Can you reproduce the data below line for line, changing nothing?

Labeled-object pointing entries
------------------------------------------------------------------------
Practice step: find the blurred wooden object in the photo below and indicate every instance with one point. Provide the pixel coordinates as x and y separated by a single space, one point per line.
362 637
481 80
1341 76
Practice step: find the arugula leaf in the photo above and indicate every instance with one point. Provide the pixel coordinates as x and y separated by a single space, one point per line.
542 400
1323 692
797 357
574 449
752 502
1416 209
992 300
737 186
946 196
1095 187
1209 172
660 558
------------------------------------------------------------------------
Response to this exercise
Practice step: find the blurred wooden object in the photo below and indicate every instance with one point. Provide the pixel coordinates as x and y separated by a single space, one point per line.
362 637
481 80
1341 76
Practice step: find the arugula leaf in the photo above and indicate every instance with one point. Provide the pixel coordinates as x and y separated by a single space, one point per line.
542 400
1323 692
797 357
574 449
752 502
1416 209
992 300
737 186
946 196
1095 187
1209 172
660 558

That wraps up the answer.